AIM OF THE EXERCISE: Please reproduce only the part of the records that opens with the line containing "For quality assurance, re-label every dry grass" and closes with the line containing "43 45 120 71", replacing "quality assurance" with "quality control" and leaving everything else unchanged.

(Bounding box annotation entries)
-- Begin --
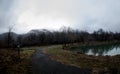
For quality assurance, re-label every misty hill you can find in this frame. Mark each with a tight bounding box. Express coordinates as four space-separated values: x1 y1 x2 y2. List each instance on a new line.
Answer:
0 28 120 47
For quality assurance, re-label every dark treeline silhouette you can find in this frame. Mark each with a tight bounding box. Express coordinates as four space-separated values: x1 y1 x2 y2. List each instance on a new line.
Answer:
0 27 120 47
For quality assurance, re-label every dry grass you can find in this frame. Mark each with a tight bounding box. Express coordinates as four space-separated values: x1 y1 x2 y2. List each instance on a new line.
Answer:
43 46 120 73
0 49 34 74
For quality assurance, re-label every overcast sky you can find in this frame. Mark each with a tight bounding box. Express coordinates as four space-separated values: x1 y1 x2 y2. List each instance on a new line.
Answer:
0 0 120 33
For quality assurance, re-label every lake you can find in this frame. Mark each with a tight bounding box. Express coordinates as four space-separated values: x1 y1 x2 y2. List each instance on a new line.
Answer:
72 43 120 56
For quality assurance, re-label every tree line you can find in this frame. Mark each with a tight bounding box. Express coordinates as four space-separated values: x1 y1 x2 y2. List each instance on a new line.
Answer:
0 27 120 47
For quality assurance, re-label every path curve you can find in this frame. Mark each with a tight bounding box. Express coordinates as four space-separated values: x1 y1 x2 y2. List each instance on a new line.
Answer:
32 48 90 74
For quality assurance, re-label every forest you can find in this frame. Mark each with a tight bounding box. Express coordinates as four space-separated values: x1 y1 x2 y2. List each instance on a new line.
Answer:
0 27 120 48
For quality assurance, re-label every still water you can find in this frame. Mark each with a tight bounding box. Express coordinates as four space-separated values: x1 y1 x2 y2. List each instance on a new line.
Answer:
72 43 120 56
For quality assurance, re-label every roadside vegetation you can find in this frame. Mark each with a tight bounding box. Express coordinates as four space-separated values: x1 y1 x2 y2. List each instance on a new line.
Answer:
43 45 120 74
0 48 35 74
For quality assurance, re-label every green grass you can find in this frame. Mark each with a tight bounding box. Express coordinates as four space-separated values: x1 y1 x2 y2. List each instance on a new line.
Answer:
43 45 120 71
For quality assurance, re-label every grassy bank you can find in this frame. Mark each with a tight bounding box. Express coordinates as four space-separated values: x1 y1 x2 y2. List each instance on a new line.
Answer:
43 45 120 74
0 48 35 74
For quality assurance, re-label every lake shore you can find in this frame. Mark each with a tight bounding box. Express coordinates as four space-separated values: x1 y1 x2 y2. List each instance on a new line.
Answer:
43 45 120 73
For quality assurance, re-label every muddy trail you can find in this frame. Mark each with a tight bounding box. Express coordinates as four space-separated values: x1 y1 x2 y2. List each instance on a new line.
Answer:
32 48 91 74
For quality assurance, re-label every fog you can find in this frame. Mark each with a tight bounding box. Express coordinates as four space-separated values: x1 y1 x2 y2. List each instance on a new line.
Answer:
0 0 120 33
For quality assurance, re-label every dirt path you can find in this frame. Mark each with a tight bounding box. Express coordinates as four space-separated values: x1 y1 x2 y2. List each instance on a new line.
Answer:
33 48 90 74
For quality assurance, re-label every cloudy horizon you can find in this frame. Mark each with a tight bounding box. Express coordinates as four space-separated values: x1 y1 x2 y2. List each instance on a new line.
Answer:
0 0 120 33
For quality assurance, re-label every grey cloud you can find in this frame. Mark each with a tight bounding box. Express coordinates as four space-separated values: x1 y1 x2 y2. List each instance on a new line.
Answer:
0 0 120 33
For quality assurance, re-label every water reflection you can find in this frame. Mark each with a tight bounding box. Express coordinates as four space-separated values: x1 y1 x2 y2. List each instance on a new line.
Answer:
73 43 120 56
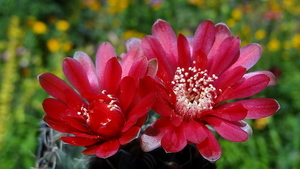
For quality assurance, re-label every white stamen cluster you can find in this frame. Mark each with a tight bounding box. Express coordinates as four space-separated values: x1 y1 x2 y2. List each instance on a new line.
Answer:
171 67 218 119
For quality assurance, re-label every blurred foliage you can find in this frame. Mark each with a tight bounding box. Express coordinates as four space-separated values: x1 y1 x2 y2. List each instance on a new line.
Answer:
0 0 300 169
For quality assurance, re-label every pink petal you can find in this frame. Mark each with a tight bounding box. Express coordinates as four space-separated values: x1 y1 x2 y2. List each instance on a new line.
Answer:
-- End --
-- Begin --
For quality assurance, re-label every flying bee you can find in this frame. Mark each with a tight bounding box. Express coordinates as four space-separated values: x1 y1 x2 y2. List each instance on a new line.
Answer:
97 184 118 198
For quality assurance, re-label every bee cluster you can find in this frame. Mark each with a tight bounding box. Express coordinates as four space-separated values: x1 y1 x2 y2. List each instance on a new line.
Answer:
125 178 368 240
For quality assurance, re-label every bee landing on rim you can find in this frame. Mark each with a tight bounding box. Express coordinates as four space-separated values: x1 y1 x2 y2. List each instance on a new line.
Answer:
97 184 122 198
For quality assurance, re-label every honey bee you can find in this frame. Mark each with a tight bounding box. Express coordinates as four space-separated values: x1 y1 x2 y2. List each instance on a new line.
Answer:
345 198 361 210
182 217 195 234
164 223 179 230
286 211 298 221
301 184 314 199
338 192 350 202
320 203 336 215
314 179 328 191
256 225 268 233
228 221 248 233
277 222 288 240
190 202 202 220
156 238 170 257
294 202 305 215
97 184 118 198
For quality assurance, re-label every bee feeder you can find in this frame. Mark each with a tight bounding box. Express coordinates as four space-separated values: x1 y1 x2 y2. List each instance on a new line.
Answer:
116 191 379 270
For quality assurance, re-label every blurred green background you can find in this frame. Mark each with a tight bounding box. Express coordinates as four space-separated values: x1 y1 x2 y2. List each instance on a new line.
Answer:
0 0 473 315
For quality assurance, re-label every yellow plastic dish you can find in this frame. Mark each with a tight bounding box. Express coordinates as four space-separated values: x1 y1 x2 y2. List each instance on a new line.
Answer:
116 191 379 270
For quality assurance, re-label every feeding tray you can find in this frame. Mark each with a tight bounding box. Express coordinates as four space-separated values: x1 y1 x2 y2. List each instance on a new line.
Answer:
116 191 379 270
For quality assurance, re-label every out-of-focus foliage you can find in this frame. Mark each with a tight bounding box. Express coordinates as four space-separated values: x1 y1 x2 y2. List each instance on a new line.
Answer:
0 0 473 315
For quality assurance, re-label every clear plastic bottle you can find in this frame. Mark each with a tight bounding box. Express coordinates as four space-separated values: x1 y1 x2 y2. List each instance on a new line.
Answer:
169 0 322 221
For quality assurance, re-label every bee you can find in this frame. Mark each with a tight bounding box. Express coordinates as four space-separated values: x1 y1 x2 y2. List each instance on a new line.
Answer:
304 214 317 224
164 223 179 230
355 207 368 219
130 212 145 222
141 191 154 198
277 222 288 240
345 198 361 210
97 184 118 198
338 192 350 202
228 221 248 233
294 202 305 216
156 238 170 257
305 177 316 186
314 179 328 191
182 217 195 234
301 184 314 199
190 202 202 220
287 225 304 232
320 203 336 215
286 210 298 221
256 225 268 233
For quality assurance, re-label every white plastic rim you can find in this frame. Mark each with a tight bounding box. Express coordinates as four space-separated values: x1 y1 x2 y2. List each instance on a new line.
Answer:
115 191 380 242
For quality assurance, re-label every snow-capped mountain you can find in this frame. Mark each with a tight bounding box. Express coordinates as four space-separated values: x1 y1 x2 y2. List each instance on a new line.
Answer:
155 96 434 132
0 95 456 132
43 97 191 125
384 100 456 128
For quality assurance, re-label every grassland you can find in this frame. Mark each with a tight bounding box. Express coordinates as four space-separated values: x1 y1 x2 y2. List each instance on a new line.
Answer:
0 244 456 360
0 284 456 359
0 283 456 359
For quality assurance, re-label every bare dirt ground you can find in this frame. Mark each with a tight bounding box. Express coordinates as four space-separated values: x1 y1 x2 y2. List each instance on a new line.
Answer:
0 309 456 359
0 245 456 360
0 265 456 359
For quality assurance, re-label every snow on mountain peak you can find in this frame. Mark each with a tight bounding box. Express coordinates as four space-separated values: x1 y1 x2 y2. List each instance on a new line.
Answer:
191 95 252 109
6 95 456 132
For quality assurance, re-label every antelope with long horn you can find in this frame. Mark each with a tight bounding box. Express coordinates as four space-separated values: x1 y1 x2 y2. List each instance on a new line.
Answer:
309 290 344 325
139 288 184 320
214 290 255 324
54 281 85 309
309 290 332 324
-- End --
-- Begin --
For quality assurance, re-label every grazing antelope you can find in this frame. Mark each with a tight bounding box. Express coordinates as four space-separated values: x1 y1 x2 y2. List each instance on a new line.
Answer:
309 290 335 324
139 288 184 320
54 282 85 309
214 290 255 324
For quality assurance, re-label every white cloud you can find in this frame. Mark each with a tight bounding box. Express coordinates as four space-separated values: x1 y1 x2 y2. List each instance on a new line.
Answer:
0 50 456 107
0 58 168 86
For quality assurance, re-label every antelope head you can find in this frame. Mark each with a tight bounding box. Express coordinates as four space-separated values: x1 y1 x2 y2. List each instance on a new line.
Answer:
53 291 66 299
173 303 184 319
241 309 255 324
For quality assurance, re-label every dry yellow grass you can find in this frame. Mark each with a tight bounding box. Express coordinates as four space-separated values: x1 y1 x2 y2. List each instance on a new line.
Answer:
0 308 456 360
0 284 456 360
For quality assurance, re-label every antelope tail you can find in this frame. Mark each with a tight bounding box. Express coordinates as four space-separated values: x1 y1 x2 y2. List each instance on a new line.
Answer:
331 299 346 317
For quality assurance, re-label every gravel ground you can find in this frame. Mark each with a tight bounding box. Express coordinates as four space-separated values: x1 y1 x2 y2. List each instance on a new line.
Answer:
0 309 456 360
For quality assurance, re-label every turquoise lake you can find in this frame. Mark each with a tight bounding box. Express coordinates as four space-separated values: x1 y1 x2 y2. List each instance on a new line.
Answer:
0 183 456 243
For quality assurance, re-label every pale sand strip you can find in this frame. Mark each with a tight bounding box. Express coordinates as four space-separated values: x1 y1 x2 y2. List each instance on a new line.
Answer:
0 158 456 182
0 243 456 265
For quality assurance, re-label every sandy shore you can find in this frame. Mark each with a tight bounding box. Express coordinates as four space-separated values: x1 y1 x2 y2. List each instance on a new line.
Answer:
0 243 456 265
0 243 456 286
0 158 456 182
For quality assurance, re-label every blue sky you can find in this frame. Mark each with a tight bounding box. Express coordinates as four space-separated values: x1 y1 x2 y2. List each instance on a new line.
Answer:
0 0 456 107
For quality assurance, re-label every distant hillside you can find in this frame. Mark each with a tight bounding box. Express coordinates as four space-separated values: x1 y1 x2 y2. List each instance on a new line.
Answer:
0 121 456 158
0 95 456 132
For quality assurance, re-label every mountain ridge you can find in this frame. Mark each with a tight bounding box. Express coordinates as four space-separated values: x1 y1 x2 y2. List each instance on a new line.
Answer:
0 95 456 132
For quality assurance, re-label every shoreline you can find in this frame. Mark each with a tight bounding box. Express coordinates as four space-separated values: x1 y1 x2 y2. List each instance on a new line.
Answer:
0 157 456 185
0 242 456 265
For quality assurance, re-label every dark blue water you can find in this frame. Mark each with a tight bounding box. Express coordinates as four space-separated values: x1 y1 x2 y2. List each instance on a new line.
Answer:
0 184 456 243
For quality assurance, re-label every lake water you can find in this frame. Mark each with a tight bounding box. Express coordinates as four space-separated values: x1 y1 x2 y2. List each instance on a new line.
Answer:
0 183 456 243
-- End --
ANSWER IN FULL:
For quality control, re-label every dry grass you can find in this frame. Mark each with a tight bounding box. Express coordinates as four space-separated values: x1 y1 x2 y2. List each instance on a new line.
Answer:
43 46 120 73
0 49 34 74
For quality control, re-label every overcast sky you can find in this frame. Mark each with a tight bounding box. Express coordinates as four space-separated values: x1 y1 x2 y2. List each instance on a new line.
Answer:
0 0 120 33
For quality control, re-label every lake you can find in this frame. Mark each with a tight bounding box. Express coordinates as four space-separated values: x1 y1 x2 y2. List each instance on a new line.
Answer:
72 43 120 56
For quality control, re-label every tree line you can find in this frame. Mark each with a tight bounding box. Express coordinates as four space-separated values: x1 y1 x2 y2. List each instance on a new line.
Answer:
0 27 120 47
For quality control, re-label every path curve you can find in this frame. Mark each with a tight bounding box. Express coordinates as four space-separated values: x1 y1 x2 y2. List each instance on a new line.
Answer:
32 48 90 74
For quality control, re-label every forest you can find in this frame. Mark each with a tight bounding box. Express coordinates as four space-separated values: x1 y1 x2 y2. List each instance on a new line.
Answer:
0 27 120 48
For quality control, re-label every still water you can find in this frame. Mark each with a tight bounding box. Express coordinates as four space-separated values: x1 y1 x2 y2. List each instance on a new line.
Answer:
72 43 120 56
For quality control, re-label every roadside vegetation you can find in this frame. Mark each with a tight bounding box. Express coordinates as four space-separated values: x1 y1 x2 y2. List each instance on a new line.
Answer:
43 45 120 74
0 48 35 74
For quality control, re-label every green grass you can find in this frame. Mark each with a tight bounding box. Express coordinates as four space-separated values: x1 y1 x2 y2. List each instance on a new line.
Answer:
43 45 120 71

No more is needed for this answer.